Print the excerpt on team adoption of coding agents word for word, starting with "L3→L4: Bootstrapping Cross-Team" and going on through "can agree on.".

▸ Excerpted text
-----

Unnecessary dependency additions
Over-abstraction (agents tend to favor abstraction)
Test coverage (are generated tests only covering happy paths?)

After Review Guidelines Are Established

Once review guidelines have taken root, move to the next steps:

Build a team-shared CLAUDE.md (or agent configuration) — Convert individual tacit knowledge into explicit shared knowledge. Don't aim for perfection; start with a draft based on what effective developers are already using
Build a skills library — Define commonly used workflows (test creation, refactoring, review, etc.) as skills under version control
Incorporate agent usage into new member onboarding — Creating an environment where new hires can use agents from day one lets team standards propagate naturally

L3→L4: Bootstrapping Cross-Team Visibility

Once intra-team standardization stabilizes, the next step is cross-team visibility. The biggest obstacle here isn't technology — it's getting teams to agree.

When different teams use different agents and prioritize different metrics, defining "common indicators" is politically difficult. The effective approach is starting with the minimum set of shared metrics that all teams can agree on.

Minimum Shared Metrics

Limit required metrics to three:

Monthly active user rate — measures adoption breadth
Average agent cost per PR — measures cost efficiency
Review revision rate for agent-generated code — measures quality

Beyond these, each team selects optional KPIs that fit their context (spec completion rate, autonomous execution success rate, etc.).

Keeping required metrics to three lowers the consensus barrier while creating a foundation for cross-team comparison.

Metrics Operation Pitfalls

Defining metrics is meaningless without thoughtful operation:

Separate comparable from non-comparable metrics — Usage rate can be compared across teams, but cost per PR depends on task characteristics and can't be directly compared
Pre-define action thresholds — "If revision rate exceeds 30%, revisit review guidelines." Decide responses to metric changes upfront
Don't let optimization become the goal — Prevent "increase agent usage rate" from becoming a target that forces agents onto unsuitable tasks

Operating Cadence for the Maturity Model

Executing action plans isn't the finish line. A model that isn't revisited regularly becomes shelfware. You need a cycle of assessing your current position and deciding the next action.

-----

▸ Dataset section
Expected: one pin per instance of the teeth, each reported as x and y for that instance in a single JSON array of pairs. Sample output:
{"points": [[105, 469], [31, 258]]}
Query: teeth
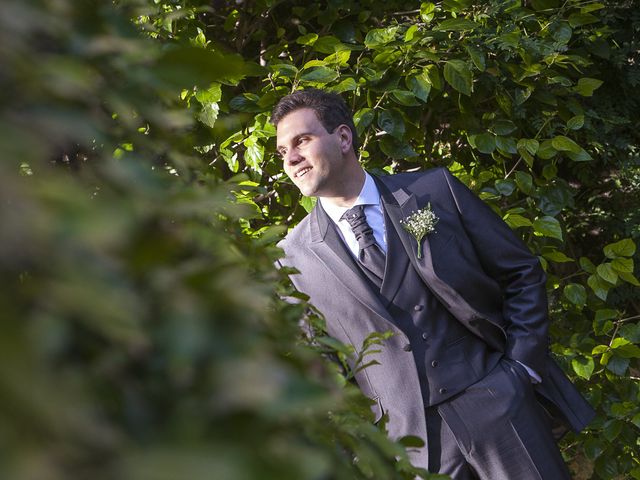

-----

▸ Written response
L3→L4: Bootstrapping Cross-Team Visibility

Once intra-team standardization stabilizes, the next step is cross-team visibility. The biggest obstacle here isn't technology — it's getting teams to agree.

When different teams use different agents and prioritize different metrics, defining "common indicators" is politically difficult. The effective approach is starting with the minimum set of shared metrics that all teams can agree on.